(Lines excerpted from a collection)
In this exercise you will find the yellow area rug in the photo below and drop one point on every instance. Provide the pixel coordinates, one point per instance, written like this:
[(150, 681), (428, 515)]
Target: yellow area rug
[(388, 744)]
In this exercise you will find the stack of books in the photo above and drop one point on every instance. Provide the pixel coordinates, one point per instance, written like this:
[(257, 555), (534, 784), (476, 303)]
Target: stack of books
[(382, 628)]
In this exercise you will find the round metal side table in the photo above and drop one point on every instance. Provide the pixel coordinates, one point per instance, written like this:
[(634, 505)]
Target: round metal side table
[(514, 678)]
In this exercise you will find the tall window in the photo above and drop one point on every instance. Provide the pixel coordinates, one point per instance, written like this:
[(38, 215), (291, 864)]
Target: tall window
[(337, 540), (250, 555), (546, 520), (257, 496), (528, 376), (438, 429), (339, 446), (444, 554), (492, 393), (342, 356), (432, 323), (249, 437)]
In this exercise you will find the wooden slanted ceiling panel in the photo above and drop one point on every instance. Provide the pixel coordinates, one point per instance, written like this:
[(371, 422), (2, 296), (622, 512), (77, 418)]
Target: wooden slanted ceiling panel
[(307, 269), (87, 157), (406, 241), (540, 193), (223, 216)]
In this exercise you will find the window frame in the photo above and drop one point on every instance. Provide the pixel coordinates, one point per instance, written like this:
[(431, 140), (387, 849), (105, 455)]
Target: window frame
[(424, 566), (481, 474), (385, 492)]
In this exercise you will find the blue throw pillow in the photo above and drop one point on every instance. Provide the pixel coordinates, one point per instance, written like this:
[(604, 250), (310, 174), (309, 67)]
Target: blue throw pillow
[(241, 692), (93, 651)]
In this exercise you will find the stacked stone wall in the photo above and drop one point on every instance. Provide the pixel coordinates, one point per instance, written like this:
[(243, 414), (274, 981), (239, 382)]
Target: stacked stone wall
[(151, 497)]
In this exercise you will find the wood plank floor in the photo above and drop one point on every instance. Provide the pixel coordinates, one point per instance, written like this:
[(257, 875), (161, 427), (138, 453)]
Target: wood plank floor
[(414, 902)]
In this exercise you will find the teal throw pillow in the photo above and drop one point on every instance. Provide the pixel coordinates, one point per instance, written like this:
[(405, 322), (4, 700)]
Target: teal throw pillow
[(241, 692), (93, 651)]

:: Task goal ::
Reproduce word for word every line from the one containing "In this exercise you will find the wooden" through the last line above.

:: Answer to this task ::
In this exercise you will find the wooden slanted ceiling panel in the photo above and drop one point on every instance. Provide the pixel coordinates, one point per instance, written like this:
[(371, 422), (2, 296), (622, 512), (77, 418)]
Target: wooden slanted ceiling panel
[(307, 269), (87, 157), (406, 241), (540, 193), (223, 216)]
In this exercise you will find the window frame in the photo above and drop one point on every instance. Provide the pixel coordinates, one point per instance, written like this:
[(431, 140), (387, 849), (105, 455)]
Target: window frame
[(424, 566), (481, 474), (385, 492)]
In this exercise you will find the blue throw pillow in the photo above and drop one point on every instance. Provide the pixel coordinates, one point per instance, written like this:
[(604, 250), (310, 174), (309, 67)]
Target: blue throw pillow
[(241, 692), (93, 651)]
In this exercise you will find the stacked stone wall in the photo above and drop one point on every instance. Provide the pixel coordinates, one point per instance, written like this:
[(243, 414), (274, 981), (239, 382)]
Target: stacked stone wall
[(151, 497)]
In this exercise you will find the wood plank floor in the photo above and drop one point on every instance. Provide the pixel coordinates, one point per instance, written like this:
[(257, 875), (161, 427), (138, 453)]
Target: wood plank floor
[(414, 902)]
In this exercise you will find the teal throw pillow in the photo above and drop one point on every instance. Provide the pixel coordinates, one point per instance, written like this:
[(405, 322), (4, 700)]
Target: teal throw pillow
[(241, 692), (93, 651)]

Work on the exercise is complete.